TEXTO FUENTE ▸
########################################

Votar en contra del aborto no garantiza en absoluto que éste vaya a desaparecer; por el contrario, no hay un solo país que esté libre de semejante práctica, y la única diferencia entre los países donde aquel es legal y aquellos donde es ilegal, consiste en que en unos se lleva a cabo en condiciones clandestinas, generalmente execrables y muy riesgosas para la madre, y en los otros con todas las garantías médicas. No hay otro campo donde la diferencia económica entre pobres y ricos (o simplemente afluentes) se dé como en éste. La prohibición no impide que las mujeres que pueden costearse un aborto seguro lo tengan, en su propio país o en el extranjero, con la discreción necesaria y en óptimas condiciones. En tanto que las mujeres pobres o de más modestos ingresos deben acudir a menudo a falsos médicos o aborteras improvisadas, donde las pacientes se juegan la vida corriendo el riesgo de desangrarse o contrayendo infecciones que ponen en riesgo su vida. Aunque las estadísticas en este dominio suelen ser poco fiables, se trata, en todo caso, de números escalofriantes: sólo en Argentina, se ha revelado en este debate, el número de abortos clandestinos oscilaría entre 350.000 y 450.000 cada año.
Como este tema es extraordinariamente delicado y muy personal, el presidente Mauricio Macri hizo bien en dejar en libertad a los parlamentarios miembros de su partido de votar de acuerdo a su conciencia y creo que esta fue también la decisión de los otros partidos políticos argentinos. Las razones por las que uno está a favor o en contra del aborto son muy diversas, resultan de creencias religiosas y elecciones éticas, y de ninguna manera debería prevalecer sobre ellas una consigna política.

########################################

DATOS ▸
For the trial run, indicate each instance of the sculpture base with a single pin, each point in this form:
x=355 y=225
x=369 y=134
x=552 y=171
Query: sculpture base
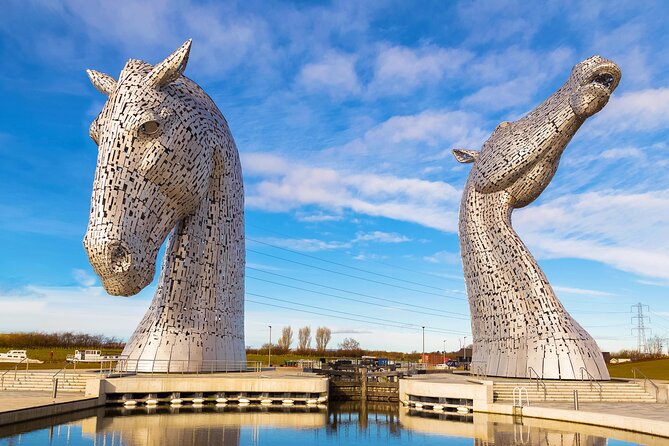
x=546 y=359
x=187 y=352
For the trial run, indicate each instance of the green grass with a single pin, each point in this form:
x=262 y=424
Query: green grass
x=59 y=356
x=654 y=369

########################################

EJERCICIOS POR RESOLVER ▸
[1] Responde según el texto sobre el aborto:
(a) ¿Entre qué cifras oscilaría cada año el número de abortos clandestinos en Argentina?
(b) ¿Qué libertad dio Mauricio Macri a los parlamentarios de su partido?
(c) ¿De qué resultan las razones para estar a favor o en contra del aborto?
[2] Transcribe sin cambios el pasaje del texto sobre el aborto que va desde "Como este tema" hasta "una consigna política.", ambos incluidos.
Por favor, básate solo en el texto sobre el aborto, sin recurrir a las líneas.

RESPUESTAS ESCRITAS ▸
[1]
(a) Entre 350.000 y 450.000.
(b) La de votar de acuerdo a su conciencia.
(c) De creencias religiosas y elecciones éticas.

[2]
Como este tema es extraordinariamente delicado y muy personal, el presidente Mauricio Macri hizo bien en dejar en libertad a los parlamentarios miembros de su partido de votar de acuerdo a su conciencia y creo que esta fue también la decisión de los otros partidos políticos argentinos. Las razones por las que uno está a favor o en contra del aborto son muy diversas, resultan de creencias religiosas y elecciones éticas, y de ninguna manera debería prevalecer sobre ellas una consigna política.